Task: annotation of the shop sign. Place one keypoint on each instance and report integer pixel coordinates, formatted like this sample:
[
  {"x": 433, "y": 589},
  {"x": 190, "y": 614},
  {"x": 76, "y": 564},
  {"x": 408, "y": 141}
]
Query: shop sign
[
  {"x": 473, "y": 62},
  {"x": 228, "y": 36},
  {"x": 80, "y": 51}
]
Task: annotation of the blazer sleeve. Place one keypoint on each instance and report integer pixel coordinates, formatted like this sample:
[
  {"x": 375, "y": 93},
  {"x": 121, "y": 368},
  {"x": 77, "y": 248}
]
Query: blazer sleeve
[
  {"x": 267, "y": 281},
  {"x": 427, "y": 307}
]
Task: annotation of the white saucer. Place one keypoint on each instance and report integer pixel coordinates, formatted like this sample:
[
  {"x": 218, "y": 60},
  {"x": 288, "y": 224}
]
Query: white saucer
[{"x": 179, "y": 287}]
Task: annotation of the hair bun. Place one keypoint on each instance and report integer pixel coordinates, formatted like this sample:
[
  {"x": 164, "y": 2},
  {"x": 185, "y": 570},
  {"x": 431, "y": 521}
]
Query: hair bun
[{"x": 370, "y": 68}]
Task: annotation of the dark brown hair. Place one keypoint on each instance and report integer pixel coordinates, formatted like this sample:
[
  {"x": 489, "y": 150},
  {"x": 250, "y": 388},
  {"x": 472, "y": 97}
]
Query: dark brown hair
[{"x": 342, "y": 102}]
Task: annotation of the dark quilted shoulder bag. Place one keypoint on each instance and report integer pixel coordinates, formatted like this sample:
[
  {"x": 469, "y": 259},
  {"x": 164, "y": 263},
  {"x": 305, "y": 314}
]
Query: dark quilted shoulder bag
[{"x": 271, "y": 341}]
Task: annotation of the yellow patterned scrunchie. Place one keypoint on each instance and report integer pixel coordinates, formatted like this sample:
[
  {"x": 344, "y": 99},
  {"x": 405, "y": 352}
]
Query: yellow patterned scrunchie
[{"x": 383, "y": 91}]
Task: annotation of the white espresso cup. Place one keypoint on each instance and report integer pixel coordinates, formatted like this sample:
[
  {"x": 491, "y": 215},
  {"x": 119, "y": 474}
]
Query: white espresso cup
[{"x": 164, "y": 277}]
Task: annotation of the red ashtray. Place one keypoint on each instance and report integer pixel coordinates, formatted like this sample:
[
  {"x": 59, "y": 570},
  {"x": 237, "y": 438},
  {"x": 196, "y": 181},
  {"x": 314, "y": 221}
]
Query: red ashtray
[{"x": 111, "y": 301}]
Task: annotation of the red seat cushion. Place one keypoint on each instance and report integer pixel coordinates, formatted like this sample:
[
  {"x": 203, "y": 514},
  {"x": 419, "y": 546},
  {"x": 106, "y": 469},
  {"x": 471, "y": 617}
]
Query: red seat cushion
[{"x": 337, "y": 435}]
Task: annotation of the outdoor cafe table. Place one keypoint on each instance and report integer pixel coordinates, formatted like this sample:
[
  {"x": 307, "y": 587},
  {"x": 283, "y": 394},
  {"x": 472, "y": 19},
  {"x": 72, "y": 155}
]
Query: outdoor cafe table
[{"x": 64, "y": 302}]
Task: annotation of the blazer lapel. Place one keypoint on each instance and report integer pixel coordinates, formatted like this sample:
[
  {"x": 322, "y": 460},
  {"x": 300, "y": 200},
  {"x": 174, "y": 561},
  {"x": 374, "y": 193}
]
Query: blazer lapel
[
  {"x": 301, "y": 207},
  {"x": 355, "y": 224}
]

> **TASK BRIEF**
Word for word, write out the data.

> **YOUR RESPONSE**
Task: annotation of the shop sign. Place one keypoint on each instance and report integer pixel coordinates, formatted like this sample:
[
  {"x": 433, "y": 589},
  {"x": 190, "y": 614},
  {"x": 76, "y": 564},
  {"x": 408, "y": 141}
]
Query: shop sign
[
  {"x": 473, "y": 62},
  {"x": 228, "y": 36},
  {"x": 80, "y": 51}
]
Task: annotation of the blazer sleeve. Place one keypoint on each instance and report integer pixel coordinates, formatted like this sample:
[
  {"x": 375, "y": 93},
  {"x": 121, "y": 368},
  {"x": 77, "y": 248}
]
Query: blazer sleeve
[
  {"x": 267, "y": 281},
  {"x": 427, "y": 307}
]
Task: annotation of the white saucer. Place one keypoint on each instance and report integer pixel coordinates, formatted like this sample:
[
  {"x": 218, "y": 60},
  {"x": 288, "y": 224}
]
Query: white saucer
[{"x": 179, "y": 287}]
Task: annotation of the hair bun. Place one keypoint on each instance and report integer pixel coordinates, formatted like this sample:
[
  {"x": 164, "y": 2},
  {"x": 185, "y": 570},
  {"x": 431, "y": 521}
]
Query: hair bun
[{"x": 370, "y": 68}]
Task: annotation of the dark brown hair. Place one keypoint on each instance and report integer pixel coordinates, formatted like this sample:
[
  {"x": 489, "y": 150},
  {"x": 250, "y": 388},
  {"x": 472, "y": 97}
]
Query: dark brown hair
[{"x": 342, "y": 102}]
Task: annotation of the dark quilted shoulder bag. Place one keypoint on each instance and report integer pixel coordinates, formatted like this sample:
[
  {"x": 469, "y": 259},
  {"x": 164, "y": 263},
  {"x": 305, "y": 314}
]
Query: dark quilted shoulder bag
[{"x": 271, "y": 341}]
Task: annotation of the yellow patterned scrunchie. Place one keypoint on each instance and report integer pixel coordinates, formatted like this sample:
[
  {"x": 344, "y": 99},
  {"x": 405, "y": 352}
]
Query: yellow patterned scrunchie
[{"x": 383, "y": 91}]
Task: annotation of the white espresso cup. Place one keypoint on each instance and report integer pixel coordinates, formatted like this sample:
[
  {"x": 491, "y": 215},
  {"x": 119, "y": 474}
]
Query: white espresso cup
[{"x": 164, "y": 277}]
Task: annotation of the red ashtray. Place one keypoint on each instance and report integer pixel coordinates, formatted like this sample:
[
  {"x": 59, "y": 570},
  {"x": 237, "y": 438},
  {"x": 196, "y": 181},
  {"x": 314, "y": 221}
]
Query: red ashtray
[{"x": 111, "y": 301}]
Task: annotation of the red seat cushion. Place one keypoint on each instance and report integer pixel coordinates, formatted like this sample:
[
  {"x": 203, "y": 514},
  {"x": 419, "y": 546},
  {"x": 106, "y": 469},
  {"x": 471, "y": 617}
]
Query: red seat cushion
[{"x": 337, "y": 435}]
Task: annotation of the outdoor cafe table. Place one keypoint on each instance and report integer pixel coordinates, formatted like this sample:
[
  {"x": 307, "y": 587},
  {"x": 283, "y": 394},
  {"x": 472, "y": 19},
  {"x": 72, "y": 155}
]
Query: outdoor cafe table
[{"x": 64, "y": 302}]
Task: annotation of the blazer lapel. Place one keypoint on each instance and report integer pixel coordinates, formatted like this sample:
[
  {"x": 322, "y": 460},
  {"x": 300, "y": 200},
  {"x": 174, "y": 561},
  {"x": 374, "y": 193}
]
Query: blazer lapel
[
  {"x": 301, "y": 207},
  {"x": 355, "y": 224}
]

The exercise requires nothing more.